*THE EXERCISE*: Convert the listing below into a JSON list of strings, with one string per line and blank lines omitted.
-- Start of RECORD EXTRACTS --
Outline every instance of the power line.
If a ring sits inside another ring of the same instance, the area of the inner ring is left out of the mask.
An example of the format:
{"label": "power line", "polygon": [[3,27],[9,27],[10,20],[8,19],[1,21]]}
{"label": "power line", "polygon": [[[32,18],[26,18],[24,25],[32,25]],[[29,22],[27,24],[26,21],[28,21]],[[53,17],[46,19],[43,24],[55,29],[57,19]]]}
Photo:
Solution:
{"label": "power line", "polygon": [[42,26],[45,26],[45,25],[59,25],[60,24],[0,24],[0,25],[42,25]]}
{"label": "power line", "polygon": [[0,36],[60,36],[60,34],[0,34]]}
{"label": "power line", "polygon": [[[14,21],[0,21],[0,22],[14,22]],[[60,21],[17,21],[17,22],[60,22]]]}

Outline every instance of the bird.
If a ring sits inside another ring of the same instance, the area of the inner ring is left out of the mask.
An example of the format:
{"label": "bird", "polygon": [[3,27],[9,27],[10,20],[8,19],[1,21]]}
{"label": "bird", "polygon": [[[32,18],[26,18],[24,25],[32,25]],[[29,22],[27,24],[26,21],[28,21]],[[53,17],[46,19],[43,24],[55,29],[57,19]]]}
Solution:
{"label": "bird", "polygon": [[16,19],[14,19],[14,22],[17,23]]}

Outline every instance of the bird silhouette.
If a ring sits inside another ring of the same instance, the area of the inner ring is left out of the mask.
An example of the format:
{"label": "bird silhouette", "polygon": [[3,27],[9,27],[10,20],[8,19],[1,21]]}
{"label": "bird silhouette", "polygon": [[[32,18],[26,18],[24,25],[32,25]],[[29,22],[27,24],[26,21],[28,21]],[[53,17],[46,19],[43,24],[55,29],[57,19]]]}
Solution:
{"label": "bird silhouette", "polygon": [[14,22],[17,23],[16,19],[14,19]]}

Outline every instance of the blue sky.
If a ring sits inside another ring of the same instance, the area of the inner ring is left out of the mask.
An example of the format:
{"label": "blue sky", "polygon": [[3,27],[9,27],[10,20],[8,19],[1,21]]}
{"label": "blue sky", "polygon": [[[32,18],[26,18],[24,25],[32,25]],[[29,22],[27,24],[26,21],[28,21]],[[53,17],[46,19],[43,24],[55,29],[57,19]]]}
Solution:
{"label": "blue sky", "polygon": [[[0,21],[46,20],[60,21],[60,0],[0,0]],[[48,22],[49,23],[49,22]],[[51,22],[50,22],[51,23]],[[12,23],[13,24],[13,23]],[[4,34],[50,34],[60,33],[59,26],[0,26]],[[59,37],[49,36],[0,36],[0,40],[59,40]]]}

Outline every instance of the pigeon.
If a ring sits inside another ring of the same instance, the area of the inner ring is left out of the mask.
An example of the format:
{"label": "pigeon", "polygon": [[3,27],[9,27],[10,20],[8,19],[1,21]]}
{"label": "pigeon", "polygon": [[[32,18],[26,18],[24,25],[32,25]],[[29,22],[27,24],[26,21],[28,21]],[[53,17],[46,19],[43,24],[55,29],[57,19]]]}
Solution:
-- End of RECORD EXTRACTS --
*TASK SOLUTION*:
[
  "Outline every instance of the power line.",
  "If a ring sits inside another ring of the same instance, the area of the inner ring is left out of the mask.",
  "An example of the format:",
  "{\"label\": \"power line\", \"polygon\": [[3,27],[9,27],[10,20],[8,19],[1,21]]}",
  "{\"label\": \"power line\", \"polygon\": [[[32,18],[26,18],[24,25],[32,25]],[[29,22],[27,24],[26,21],[28,21]],[[53,17],[46,19],[43,24],[55,29],[57,19]]]}",
  "Photo:",
  "Solution:",
  "{\"label\": \"power line\", \"polygon\": [[42,26],[45,26],[45,25],[59,25],[60,24],[0,24],[0,25],[42,25]]}",
  "{\"label\": \"power line\", \"polygon\": [[0,36],[60,36],[60,34],[0,34]]}",
  "{\"label\": \"power line\", \"polygon\": [[[14,21],[0,21],[0,22],[14,22]],[[60,21],[17,21],[17,22],[60,22]]]}",
  "Outline every instance of the bird.",
  "If a ring sits inside another ring of the same instance, the area of the inner ring is left out of the mask.",
  "An example of the format:",
  "{\"label\": \"bird\", \"polygon\": [[3,27],[9,27],[10,20],[8,19],[1,21]]}",
  "{\"label\": \"bird\", \"polygon\": [[[32,18],[26,18],[24,25],[32,25]],[[29,22],[27,24],[26,21],[28,21]],[[53,17],[46,19],[43,24],[55,29],[57,19]]]}",
  "Solution:",
  "{\"label\": \"bird\", \"polygon\": [[16,19],[14,19],[14,22],[17,23]]}",
  "Outline every instance of the bird silhouette.",
  "If a ring sits inside another ring of the same instance, the area of the inner ring is left out of the mask.",
  "An example of the format:",
  "{\"label\": \"bird silhouette\", \"polygon\": [[3,27],[9,27],[10,20],[8,19],[1,21]]}",
  "{\"label\": \"bird silhouette\", \"polygon\": [[[32,18],[26,18],[24,25],[32,25]],[[29,22],[27,24],[26,21],[28,21]],[[53,17],[46,19],[43,24],[55,29],[57,19]]]}",
  "Solution:",
  "{\"label\": \"bird silhouette\", \"polygon\": [[14,22],[17,23],[16,19],[14,19]]}",
  "Outline every instance of the blue sky.",
  "If a ring sits inside another ring of the same instance, the area of the inner ring is left out of the mask.",
  "An example of the format:",
  "{\"label\": \"blue sky\", \"polygon\": [[3,27],[9,27],[10,20],[8,19],[1,21]]}",
  "{\"label\": \"blue sky\", \"polygon\": [[[32,18],[26,18],[24,25],[32,25]],[[29,22],[27,24],[26,21],[28,21]],[[53,17],[46,19],[43,24],[55,29],[57,19]]]}",
  "Solution:",
  "{\"label\": \"blue sky\", \"polygon\": [[[0,21],[46,20],[60,21],[60,0],[0,0]],[[48,22],[49,23],[49,22]],[[51,22],[50,22],[51,23]],[[12,23],[13,24],[13,23]],[[4,34],[50,34],[60,33],[59,26],[0,26]],[[59,37],[49,36],[0,36],[0,40],[59,40]]]}",
  "Outline every instance of the pigeon.",
  "If a ring sits inside another ring of the same instance, the area of the inner ring is left out of the mask.",
  "An example of the format:",
  "{\"label\": \"pigeon\", \"polygon\": [[3,27],[9,27],[10,20],[8,19],[1,21]]}",
  "{\"label\": \"pigeon\", \"polygon\": [[[32,18],[26,18],[24,25],[32,25]],[[29,22],[27,24],[26,21],[28,21]],[[53,17],[46,19],[43,24],[55,29],[57,19]]]}",
  "Solution:"
]